■ Dataset records ■
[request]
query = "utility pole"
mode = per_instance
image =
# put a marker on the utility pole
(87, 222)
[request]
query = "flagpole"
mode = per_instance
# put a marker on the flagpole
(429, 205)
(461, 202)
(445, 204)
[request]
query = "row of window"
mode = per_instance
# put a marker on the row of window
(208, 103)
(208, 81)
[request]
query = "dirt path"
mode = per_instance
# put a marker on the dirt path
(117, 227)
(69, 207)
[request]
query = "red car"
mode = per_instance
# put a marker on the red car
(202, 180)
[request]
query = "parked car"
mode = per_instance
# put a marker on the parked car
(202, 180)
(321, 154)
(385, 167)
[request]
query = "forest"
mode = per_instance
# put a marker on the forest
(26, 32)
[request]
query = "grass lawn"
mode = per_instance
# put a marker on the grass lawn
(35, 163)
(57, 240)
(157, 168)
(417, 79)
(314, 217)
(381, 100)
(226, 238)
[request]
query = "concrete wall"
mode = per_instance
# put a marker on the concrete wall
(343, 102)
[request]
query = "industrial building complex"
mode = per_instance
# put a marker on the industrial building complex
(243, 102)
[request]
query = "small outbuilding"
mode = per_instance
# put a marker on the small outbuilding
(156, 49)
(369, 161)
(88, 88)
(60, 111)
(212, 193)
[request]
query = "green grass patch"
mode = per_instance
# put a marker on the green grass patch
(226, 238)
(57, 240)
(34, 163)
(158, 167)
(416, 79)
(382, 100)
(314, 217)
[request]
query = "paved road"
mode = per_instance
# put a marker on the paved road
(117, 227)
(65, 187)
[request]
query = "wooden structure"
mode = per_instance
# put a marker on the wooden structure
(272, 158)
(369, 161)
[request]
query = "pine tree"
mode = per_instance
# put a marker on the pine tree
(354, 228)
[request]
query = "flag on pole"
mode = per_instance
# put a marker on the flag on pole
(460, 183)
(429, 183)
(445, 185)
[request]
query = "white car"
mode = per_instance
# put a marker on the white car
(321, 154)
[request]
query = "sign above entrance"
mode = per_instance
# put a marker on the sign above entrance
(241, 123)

■ Problem details ■
Your task is to repeat the data exactly, with nothing left out.

■ Solution to this exercise ■
[request]
query = "utility pole"
mode = per_instance
image =
# put a marker on the utility pole
(87, 222)
[request]
query = "flagpole"
mode = per_instance
# put a marker on the flagpole
(429, 205)
(461, 202)
(445, 204)
[request]
query = "row of window"
mode = per_instance
# put a marker on the row of window
(208, 103)
(208, 81)
[request]
query = "dirt path"
mode = per_instance
# put a marker on the dirt path
(117, 227)
(69, 207)
[request]
query = "red car"
mode = per_instance
# put a marker on the red car
(202, 180)
[request]
query = "parked car"
mode = per_instance
# put a marker on the parked car
(202, 180)
(321, 154)
(385, 167)
[request]
query = "forest"
mode = per_instance
# put a marker on the forest
(26, 32)
[request]
query = "grass lawn"
mode = per_instance
# put a marker on the grass lawn
(35, 163)
(57, 240)
(157, 168)
(417, 79)
(314, 217)
(381, 100)
(226, 238)
[request]
query = "concrete wall"
mode = per_instance
# put a marker on the concrete wall
(343, 102)
[request]
query = "industrial building complex"
mode = per_instance
# put a marker on the industrial building complex
(243, 102)
[request]
query = "small outbuilding"
mode = per_instance
# put a marker on the small outbuilding
(156, 49)
(369, 161)
(88, 88)
(60, 111)
(212, 193)
[request]
query = "green grass patch"
mode = per_instance
# put a marker on the green grass patch
(226, 238)
(57, 240)
(34, 163)
(158, 167)
(416, 79)
(382, 100)
(314, 217)
[request]
query = "paved road"
mode = per_instance
# put a marker on the paved road
(117, 227)
(65, 187)
[request]
query = "wooden structure"
mode = per_instance
# put a marker on the wooden structure
(272, 158)
(369, 161)
[request]
query = "pine tree"
mode = per_instance
# put a marker on the pine tree
(354, 228)
[request]
query = "flag on pole"
mode = per_instance
# put a marker on the flag on pole
(460, 183)
(429, 183)
(445, 185)
[request]
query = "white car"
mode = per_instance
# put a marker on the white car
(321, 154)
[request]
query = "sign above entrance"
mode = per_instance
# put a marker on the sign above entrance
(241, 123)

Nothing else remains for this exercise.